::: Records for processing :::

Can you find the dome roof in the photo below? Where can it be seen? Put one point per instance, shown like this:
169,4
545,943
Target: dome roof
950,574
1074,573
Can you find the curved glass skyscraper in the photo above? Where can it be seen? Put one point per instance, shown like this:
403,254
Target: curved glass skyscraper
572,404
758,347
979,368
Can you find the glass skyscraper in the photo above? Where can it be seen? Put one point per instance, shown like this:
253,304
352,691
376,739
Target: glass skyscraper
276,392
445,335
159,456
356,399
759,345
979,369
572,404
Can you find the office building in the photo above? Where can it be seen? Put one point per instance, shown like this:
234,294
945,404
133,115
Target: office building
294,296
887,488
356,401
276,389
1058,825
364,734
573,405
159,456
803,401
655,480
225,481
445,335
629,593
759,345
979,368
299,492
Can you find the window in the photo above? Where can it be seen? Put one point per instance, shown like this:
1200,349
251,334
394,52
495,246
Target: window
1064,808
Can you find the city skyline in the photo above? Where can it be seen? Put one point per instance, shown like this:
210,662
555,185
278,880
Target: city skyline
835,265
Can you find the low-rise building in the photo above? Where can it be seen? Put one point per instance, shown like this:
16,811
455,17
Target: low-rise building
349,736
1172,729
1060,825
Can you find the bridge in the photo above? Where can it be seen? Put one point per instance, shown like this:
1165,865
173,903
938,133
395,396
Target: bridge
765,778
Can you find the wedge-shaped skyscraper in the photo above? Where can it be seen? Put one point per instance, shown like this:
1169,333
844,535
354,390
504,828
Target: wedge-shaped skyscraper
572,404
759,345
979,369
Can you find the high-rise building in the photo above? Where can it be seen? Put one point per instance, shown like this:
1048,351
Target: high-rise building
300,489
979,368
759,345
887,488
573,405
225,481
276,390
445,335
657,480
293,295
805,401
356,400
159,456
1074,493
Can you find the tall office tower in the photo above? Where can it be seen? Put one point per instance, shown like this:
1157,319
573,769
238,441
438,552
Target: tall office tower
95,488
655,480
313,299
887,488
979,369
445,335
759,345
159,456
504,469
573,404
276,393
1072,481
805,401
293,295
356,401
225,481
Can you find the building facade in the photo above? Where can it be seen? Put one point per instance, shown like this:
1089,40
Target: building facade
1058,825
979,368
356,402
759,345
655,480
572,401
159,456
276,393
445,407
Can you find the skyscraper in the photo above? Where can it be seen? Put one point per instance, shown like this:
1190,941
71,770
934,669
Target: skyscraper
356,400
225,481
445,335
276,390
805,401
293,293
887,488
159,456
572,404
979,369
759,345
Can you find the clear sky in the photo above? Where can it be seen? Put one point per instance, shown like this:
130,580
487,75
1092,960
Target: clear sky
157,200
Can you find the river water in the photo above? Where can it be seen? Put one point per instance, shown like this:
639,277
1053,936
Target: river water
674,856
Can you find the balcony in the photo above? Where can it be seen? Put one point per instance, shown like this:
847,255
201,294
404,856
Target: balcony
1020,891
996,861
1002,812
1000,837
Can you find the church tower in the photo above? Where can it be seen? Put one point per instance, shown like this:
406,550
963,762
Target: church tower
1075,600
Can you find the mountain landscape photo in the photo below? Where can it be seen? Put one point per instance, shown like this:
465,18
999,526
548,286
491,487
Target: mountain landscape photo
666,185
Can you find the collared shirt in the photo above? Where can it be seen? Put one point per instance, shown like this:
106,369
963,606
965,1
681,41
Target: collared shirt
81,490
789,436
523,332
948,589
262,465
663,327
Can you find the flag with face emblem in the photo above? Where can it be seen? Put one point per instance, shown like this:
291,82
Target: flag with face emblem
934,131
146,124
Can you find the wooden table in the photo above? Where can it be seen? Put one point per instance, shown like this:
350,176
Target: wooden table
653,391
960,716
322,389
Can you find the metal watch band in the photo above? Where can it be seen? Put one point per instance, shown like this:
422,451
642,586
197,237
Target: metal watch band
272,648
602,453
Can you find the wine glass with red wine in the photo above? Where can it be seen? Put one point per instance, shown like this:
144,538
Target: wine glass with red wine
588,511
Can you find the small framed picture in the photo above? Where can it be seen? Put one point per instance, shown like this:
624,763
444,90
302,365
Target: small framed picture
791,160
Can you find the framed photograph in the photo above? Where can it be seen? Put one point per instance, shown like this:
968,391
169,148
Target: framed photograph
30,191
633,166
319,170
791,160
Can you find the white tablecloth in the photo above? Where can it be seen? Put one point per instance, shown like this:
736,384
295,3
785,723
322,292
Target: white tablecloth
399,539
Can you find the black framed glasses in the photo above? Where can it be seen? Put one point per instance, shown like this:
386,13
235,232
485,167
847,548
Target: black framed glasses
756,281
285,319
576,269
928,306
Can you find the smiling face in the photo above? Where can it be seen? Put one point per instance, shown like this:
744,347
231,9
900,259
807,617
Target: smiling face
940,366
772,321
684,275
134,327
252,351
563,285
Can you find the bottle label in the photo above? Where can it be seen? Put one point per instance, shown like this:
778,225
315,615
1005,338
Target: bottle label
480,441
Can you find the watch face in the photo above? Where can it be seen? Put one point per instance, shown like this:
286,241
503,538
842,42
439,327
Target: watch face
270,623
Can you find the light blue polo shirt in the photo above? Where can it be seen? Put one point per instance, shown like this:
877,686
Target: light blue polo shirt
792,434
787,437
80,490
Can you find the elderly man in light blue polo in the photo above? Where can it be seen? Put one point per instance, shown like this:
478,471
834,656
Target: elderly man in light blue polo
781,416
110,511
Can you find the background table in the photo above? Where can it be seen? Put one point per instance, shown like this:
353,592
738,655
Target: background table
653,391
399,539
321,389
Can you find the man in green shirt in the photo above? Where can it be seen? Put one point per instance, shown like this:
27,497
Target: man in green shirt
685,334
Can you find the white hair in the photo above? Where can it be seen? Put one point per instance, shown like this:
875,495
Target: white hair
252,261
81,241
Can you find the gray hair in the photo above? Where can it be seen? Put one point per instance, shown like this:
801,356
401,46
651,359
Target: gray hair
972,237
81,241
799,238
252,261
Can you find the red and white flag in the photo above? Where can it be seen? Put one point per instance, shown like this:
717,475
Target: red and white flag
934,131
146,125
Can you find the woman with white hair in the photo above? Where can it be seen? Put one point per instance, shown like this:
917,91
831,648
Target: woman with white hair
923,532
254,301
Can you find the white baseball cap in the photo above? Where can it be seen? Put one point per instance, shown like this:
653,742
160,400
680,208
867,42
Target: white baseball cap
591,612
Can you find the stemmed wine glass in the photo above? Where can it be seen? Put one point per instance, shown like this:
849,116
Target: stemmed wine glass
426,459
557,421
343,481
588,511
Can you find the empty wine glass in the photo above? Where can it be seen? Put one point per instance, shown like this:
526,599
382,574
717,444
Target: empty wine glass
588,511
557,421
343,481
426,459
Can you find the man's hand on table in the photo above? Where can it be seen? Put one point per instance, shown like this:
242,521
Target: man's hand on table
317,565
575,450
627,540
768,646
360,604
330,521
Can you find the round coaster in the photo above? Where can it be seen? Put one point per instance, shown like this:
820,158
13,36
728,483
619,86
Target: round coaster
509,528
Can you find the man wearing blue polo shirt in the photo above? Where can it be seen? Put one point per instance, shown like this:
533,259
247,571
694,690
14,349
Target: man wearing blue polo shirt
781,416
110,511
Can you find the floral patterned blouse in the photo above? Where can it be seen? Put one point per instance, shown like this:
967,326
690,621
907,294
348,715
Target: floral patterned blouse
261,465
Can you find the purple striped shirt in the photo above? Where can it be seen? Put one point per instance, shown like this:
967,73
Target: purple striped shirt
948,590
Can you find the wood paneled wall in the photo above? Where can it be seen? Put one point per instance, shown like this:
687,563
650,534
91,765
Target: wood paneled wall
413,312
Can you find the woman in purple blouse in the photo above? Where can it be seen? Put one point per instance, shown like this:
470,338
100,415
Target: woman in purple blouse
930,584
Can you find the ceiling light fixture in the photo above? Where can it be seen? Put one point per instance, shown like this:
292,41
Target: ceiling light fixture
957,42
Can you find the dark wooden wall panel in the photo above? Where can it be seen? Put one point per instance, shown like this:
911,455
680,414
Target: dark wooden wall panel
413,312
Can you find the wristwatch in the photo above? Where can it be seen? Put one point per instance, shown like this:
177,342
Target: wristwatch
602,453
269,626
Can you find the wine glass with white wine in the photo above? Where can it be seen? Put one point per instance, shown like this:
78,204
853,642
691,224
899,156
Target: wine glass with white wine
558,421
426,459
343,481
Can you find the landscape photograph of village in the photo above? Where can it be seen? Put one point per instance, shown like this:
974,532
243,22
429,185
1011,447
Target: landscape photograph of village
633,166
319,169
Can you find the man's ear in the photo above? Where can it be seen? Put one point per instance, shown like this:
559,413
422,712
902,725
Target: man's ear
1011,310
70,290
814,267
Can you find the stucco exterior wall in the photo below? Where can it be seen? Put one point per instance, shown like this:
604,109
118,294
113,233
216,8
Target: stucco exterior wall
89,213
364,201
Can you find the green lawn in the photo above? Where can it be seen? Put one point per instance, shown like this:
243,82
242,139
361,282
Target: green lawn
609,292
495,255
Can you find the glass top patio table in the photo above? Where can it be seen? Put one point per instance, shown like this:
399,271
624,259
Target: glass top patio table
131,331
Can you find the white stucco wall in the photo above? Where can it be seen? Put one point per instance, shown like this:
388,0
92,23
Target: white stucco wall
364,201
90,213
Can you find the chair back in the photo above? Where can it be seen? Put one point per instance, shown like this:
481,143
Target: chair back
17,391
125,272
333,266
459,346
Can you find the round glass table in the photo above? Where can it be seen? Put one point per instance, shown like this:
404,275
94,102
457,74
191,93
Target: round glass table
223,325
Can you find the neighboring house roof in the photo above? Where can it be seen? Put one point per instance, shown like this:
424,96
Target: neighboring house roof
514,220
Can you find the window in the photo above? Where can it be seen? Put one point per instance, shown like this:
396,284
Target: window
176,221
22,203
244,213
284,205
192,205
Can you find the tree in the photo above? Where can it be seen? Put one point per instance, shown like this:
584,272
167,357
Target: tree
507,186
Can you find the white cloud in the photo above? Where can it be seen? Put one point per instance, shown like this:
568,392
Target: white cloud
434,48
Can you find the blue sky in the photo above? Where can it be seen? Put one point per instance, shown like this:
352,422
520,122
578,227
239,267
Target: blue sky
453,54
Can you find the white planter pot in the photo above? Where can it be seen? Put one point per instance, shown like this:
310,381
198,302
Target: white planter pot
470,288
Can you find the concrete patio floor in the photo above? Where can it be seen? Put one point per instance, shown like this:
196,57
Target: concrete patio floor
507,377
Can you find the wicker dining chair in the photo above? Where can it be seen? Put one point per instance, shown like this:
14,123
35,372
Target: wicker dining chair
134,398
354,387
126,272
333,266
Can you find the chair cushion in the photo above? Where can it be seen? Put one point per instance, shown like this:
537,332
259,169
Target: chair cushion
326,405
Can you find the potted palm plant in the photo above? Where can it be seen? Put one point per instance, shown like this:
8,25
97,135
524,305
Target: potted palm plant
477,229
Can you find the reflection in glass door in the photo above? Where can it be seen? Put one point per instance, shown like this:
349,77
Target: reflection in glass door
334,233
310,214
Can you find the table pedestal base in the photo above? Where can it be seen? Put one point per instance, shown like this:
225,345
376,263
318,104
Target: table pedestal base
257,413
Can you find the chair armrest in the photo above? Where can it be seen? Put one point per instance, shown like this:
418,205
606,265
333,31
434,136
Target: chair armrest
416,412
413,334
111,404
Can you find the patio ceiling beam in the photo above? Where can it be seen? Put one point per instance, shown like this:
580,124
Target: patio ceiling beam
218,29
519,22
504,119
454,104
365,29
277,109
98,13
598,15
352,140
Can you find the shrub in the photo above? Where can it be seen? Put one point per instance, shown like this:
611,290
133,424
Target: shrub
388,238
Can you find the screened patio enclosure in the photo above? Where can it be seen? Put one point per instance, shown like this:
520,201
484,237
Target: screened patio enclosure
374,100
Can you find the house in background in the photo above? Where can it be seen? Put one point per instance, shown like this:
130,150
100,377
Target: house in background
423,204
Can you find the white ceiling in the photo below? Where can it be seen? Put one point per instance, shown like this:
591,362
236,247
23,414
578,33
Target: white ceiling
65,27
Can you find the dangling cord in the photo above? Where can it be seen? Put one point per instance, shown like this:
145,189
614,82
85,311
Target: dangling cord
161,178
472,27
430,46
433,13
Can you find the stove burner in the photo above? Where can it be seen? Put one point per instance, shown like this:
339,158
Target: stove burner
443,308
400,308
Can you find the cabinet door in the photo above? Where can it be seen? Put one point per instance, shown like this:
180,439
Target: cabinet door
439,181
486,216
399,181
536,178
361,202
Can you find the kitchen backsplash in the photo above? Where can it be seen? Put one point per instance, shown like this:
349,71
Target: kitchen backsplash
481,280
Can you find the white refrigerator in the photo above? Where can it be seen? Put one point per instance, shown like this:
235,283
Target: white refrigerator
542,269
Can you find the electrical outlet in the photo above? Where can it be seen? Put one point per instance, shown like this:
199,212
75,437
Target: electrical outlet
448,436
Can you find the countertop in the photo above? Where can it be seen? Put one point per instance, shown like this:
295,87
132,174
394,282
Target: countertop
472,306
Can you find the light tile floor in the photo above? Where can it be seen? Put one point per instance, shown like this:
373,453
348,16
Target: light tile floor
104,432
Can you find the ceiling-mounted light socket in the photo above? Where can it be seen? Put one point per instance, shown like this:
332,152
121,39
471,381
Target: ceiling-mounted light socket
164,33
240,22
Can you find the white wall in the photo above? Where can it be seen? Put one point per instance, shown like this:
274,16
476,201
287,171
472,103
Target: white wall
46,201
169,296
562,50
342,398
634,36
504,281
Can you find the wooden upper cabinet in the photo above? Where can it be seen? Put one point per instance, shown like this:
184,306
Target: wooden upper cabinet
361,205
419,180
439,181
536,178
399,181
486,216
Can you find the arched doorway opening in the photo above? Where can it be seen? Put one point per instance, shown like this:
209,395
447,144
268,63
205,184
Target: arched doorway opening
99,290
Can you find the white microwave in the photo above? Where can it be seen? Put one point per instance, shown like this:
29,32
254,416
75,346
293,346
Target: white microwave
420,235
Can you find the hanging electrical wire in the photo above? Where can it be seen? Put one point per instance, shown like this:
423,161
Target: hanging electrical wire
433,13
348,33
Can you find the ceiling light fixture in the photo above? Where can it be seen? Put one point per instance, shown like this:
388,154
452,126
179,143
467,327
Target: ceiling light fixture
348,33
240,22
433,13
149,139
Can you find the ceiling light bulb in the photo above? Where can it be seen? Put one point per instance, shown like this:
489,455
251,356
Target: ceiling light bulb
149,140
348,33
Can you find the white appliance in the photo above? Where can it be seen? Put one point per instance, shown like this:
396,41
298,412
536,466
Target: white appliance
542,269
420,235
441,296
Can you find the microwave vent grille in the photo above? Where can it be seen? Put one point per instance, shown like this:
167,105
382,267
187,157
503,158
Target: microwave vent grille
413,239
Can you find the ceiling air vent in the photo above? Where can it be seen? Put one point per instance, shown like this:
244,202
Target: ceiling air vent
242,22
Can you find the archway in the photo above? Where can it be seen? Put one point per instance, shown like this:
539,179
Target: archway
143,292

:::

Include both ends. Return the line holding "Can you find the ceiling light bulb" and all lines after it in the records above, exactly as written.

## Solution
Can you find the ceiling light bulb in the photo above? Where can it be seen? Put one point per instance, shown like this:
489,455
251,356
Target: ceiling light bulb
149,140
348,33
Can you find the white appliance in the photo above? Where can it be seen? Put one point per instance, shown like this:
396,41
298,412
536,466
Target: white appliance
542,269
420,235
441,296
Can you find the microwave vent grille in the photo above? Where can it be seen? Put one point per instance, shown like this:
167,105
382,267
187,157
503,158
Target: microwave vent grille
413,239
Can you find the ceiling air vent in the photo above? Where can it be seen? Put one point per instance, shown like this:
244,202
Target: ceiling air vent
242,22
Can you find the archway in the photo above? Where can it be seen? Put one point per instance, shown like this:
539,179
Target: archway
143,292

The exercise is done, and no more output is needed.